Task directions:
Gather every line from the items below that contains the string "cardboard". Case counts.

The records:
##########
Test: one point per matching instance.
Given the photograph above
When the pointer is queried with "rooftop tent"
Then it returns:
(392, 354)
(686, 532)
##########
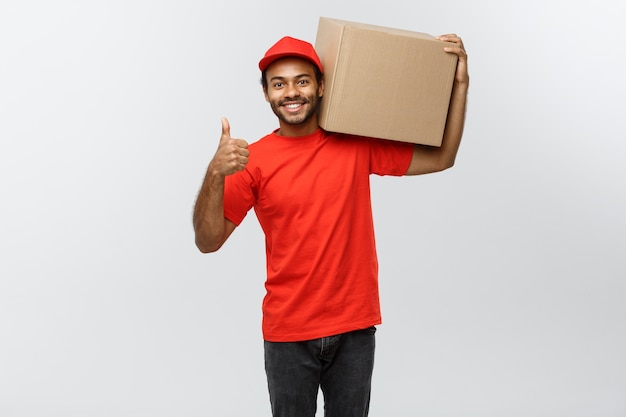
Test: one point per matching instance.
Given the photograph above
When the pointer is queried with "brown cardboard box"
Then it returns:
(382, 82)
##########
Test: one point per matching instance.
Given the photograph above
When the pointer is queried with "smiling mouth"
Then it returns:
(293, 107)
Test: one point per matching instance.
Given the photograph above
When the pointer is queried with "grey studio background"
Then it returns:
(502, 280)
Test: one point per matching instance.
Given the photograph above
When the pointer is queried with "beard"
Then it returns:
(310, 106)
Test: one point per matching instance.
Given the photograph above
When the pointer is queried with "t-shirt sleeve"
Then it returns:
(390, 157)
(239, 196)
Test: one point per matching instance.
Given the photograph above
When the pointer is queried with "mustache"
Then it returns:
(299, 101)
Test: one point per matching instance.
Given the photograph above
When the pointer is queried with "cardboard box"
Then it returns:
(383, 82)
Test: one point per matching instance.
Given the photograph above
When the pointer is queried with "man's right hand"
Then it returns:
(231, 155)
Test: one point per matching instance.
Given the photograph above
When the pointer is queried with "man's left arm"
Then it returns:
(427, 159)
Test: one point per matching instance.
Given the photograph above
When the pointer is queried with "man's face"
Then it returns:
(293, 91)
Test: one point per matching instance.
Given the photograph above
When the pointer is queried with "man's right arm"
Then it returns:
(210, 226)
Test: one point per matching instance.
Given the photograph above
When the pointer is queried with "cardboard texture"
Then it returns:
##########
Complete answer:
When the pointer is queried with "brown cardboard box"
When the pointer is queried with "cardboard box"
When the pointer is queried with "cardboard texture"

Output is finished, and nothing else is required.